*** Begin section ***

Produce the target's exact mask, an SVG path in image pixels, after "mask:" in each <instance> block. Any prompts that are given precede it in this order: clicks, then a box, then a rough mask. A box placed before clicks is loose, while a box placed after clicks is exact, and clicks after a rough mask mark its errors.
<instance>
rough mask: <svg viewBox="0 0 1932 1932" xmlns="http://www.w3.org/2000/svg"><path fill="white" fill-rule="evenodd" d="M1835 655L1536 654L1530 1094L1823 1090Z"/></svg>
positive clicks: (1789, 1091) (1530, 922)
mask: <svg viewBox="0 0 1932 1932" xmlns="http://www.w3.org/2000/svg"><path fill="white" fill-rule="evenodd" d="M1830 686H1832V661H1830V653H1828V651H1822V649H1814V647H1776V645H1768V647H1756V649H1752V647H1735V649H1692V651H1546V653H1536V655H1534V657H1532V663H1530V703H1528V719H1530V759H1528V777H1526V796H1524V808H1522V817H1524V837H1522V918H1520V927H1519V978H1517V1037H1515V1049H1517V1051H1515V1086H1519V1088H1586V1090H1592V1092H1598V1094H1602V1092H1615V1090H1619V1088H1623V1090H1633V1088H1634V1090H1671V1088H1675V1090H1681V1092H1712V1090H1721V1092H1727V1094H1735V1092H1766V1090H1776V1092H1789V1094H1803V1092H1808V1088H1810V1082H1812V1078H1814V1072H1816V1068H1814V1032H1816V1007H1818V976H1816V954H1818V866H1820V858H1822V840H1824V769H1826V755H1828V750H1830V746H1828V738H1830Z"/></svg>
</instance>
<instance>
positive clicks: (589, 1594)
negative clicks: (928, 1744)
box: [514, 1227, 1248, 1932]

*** End section ***

[Directive]: Retype all of the data above line for line, keeping every character unchanged.

[Written solution]:
Produce the target's exact mask, an SVG path in image pixels, after "mask:" in each <instance> block. Any prompts that are given precede it in this order: clicks, then a box, then a rough mask. A box placed before clicks is loose, while a box placed after clicks is exact, and clicks after a rough mask mark its errors.
<instance>
rough mask: <svg viewBox="0 0 1932 1932" xmlns="http://www.w3.org/2000/svg"><path fill="white" fill-rule="evenodd" d="M1835 655L1536 654L1530 1094L1823 1090Z"/></svg>
positive clicks: (1789, 1091) (1530, 922)
mask: <svg viewBox="0 0 1932 1932" xmlns="http://www.w3.org/2000/svg"><path fill="white" fill-rule="evenodd" d="M1830 686H1832V661H1830V653H1828V651H1822V649H1814V647H1776V645H1768V647H1756V649H1752V647H1735V649H1692V651H1546V653H1536V655H1534V657H1532V663H1530V703H1528V719H1530V759H1528V777H1526V796H1524V808H1522V817H1524V837H1522V918H1520V927H1519V978H1517V1037H1515V1049H1517V1051H1515V1086H1519V1088H1586V1090H1592V1092H1598V1094H1602V1092H1615V1090H1619V1088H1623V1090H1633V1088H1634V1090H1671V1088H1675V1090H1681V1092H1712V1090H1721V1092H1727V1094H1735V1092H1766V1090H1776V1092H1789V1094H1803V1092H1808V1088H1810V1082H1812V1078H1814V1072H1816V1068H1814V1032H1816V1007H1818V976H1816V954H1818V866H1820V858H1822V840H1824V769H1826V755H1828V750H1830V746H1828V738H1830Z"/></svg>
</instance>
<instance>
positive clicks: (589, 1594)
negative clicks: (928, 1744)
box: [514, 1227, 1248, 1932]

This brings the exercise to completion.